» DIRECTIONS
Using the listing below, show all lines that hold the word "grass".

» GIVEN INFORMATION
=-=-=

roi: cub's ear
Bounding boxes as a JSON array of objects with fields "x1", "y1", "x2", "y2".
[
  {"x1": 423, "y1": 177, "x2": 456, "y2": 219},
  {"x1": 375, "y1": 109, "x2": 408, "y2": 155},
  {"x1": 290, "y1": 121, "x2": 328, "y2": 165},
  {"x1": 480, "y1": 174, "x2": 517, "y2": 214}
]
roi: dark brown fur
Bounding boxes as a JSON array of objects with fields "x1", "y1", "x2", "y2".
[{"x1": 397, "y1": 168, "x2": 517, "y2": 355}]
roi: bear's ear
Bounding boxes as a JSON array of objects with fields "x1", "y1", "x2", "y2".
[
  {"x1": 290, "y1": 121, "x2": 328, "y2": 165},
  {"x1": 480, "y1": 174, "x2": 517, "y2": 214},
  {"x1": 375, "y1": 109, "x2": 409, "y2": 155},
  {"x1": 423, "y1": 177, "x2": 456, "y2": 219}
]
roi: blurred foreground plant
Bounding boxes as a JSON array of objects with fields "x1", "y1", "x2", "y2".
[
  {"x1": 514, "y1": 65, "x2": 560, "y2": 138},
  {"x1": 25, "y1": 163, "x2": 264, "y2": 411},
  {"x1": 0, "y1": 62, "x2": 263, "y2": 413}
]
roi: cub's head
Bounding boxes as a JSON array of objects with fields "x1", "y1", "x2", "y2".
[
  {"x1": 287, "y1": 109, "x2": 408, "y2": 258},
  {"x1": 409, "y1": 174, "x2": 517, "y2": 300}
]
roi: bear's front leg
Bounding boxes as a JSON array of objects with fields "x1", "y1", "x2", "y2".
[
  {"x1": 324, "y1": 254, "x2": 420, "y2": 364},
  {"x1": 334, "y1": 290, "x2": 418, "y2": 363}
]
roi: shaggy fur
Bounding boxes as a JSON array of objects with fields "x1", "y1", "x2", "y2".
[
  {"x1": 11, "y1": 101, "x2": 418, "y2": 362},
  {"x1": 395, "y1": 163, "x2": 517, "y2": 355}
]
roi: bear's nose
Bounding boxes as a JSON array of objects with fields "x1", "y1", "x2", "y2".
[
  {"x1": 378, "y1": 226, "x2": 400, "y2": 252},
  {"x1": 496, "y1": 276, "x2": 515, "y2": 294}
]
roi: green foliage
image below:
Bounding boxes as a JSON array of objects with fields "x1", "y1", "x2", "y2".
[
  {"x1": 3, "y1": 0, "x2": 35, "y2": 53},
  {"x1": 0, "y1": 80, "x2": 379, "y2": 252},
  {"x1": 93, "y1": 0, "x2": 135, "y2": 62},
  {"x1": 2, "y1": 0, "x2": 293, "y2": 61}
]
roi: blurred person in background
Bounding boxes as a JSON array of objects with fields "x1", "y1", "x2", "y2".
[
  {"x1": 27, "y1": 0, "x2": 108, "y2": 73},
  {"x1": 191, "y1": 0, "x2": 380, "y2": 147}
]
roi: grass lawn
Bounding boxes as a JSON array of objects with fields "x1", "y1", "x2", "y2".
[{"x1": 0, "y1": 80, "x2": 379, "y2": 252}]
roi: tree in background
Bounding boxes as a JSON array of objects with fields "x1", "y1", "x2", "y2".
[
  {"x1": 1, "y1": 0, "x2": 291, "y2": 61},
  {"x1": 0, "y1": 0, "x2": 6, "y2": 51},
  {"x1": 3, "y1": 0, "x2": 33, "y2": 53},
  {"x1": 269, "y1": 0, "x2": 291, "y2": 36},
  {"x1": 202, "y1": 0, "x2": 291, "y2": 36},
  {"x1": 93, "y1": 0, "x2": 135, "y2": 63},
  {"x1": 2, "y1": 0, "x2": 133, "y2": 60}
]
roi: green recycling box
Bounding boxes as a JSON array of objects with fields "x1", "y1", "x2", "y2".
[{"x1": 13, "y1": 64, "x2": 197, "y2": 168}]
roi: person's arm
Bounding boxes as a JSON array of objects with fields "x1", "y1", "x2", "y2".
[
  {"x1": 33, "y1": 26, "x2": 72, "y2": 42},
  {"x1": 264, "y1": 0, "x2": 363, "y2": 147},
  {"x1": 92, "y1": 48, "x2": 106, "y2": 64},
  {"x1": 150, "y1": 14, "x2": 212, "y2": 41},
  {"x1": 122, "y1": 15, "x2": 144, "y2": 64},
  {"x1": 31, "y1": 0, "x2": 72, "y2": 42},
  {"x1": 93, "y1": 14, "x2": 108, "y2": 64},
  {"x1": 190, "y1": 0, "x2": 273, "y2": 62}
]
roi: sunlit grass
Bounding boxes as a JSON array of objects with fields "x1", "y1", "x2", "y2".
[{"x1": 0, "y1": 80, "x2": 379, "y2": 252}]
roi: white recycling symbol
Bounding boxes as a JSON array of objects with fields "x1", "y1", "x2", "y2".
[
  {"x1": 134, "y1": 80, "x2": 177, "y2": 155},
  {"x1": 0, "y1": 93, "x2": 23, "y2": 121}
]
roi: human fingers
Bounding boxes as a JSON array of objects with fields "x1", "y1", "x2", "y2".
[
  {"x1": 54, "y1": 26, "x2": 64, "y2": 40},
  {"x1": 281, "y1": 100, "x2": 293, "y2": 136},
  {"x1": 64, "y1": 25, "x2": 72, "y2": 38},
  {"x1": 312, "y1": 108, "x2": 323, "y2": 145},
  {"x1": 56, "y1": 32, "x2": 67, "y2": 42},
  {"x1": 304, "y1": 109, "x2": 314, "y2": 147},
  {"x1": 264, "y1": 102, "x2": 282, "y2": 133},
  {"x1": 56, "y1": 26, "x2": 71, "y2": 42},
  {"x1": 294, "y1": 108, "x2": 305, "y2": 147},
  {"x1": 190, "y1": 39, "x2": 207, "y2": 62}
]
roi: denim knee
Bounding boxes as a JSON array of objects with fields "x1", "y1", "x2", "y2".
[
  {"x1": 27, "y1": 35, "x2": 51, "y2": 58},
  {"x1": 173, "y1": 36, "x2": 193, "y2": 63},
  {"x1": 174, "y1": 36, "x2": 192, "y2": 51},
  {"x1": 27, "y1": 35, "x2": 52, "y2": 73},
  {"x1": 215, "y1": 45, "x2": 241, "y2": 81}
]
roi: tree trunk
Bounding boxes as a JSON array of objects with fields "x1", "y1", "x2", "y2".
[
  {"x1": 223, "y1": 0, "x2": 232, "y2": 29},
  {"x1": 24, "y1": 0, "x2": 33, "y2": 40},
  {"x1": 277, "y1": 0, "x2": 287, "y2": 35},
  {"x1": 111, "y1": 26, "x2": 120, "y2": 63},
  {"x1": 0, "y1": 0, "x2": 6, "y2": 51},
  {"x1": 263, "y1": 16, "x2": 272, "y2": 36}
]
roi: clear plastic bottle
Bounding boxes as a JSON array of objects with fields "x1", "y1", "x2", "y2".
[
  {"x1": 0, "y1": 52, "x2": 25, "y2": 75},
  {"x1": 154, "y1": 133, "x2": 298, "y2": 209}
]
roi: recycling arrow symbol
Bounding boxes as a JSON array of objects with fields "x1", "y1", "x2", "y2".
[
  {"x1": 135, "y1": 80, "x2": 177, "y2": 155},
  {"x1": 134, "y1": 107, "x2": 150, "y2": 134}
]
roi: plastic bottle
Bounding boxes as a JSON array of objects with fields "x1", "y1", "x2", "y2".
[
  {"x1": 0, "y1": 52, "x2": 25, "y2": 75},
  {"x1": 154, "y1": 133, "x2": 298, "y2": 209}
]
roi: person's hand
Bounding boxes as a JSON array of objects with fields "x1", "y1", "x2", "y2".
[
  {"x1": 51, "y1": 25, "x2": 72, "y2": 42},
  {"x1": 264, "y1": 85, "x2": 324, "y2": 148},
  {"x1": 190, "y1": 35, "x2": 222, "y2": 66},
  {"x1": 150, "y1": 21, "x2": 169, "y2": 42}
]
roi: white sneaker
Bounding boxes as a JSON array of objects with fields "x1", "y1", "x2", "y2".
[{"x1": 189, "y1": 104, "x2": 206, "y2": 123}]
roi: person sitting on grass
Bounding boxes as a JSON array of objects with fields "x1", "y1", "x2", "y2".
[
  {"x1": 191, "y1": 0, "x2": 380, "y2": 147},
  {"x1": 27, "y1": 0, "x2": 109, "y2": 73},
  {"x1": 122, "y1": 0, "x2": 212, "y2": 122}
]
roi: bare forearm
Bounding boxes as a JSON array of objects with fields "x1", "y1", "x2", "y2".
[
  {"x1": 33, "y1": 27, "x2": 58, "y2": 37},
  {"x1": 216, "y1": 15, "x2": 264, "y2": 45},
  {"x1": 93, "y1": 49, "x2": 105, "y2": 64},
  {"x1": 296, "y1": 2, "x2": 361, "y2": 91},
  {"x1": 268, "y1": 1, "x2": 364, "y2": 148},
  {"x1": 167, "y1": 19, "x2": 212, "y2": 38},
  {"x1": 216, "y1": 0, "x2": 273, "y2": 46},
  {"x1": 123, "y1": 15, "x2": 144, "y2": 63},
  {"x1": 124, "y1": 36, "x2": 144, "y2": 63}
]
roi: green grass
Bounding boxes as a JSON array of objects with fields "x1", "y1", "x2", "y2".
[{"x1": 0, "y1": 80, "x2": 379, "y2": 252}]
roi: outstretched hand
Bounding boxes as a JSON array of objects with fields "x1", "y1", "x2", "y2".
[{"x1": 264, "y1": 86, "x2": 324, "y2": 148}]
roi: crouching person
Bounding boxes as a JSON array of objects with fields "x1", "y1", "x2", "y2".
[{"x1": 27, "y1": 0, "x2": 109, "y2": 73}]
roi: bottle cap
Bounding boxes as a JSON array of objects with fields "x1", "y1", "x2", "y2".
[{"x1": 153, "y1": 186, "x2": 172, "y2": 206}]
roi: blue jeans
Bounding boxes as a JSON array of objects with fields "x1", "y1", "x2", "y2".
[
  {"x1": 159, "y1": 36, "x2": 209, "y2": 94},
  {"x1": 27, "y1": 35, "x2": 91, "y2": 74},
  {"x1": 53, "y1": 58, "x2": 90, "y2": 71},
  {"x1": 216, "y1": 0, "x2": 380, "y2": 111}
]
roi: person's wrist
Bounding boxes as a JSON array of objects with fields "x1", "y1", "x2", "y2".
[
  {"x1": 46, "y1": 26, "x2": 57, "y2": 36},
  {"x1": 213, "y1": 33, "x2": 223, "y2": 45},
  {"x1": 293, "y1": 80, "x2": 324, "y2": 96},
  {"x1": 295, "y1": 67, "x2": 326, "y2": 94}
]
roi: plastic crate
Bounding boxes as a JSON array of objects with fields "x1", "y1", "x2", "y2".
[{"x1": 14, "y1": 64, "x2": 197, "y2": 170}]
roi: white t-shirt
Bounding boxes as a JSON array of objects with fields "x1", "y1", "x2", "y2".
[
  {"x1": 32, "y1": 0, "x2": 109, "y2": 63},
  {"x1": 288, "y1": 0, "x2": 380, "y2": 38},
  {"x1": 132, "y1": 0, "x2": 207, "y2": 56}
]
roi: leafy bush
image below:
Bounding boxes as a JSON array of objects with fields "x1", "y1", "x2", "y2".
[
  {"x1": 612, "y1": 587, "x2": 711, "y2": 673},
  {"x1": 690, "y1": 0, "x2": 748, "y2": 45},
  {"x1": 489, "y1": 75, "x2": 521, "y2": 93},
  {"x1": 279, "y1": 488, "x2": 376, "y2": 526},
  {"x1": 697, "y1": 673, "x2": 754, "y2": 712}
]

=-=-=

» TASK OUTPUT
roi: grass lawn
roi: sunlit grass
roi: person sitting on grass
roi: green grass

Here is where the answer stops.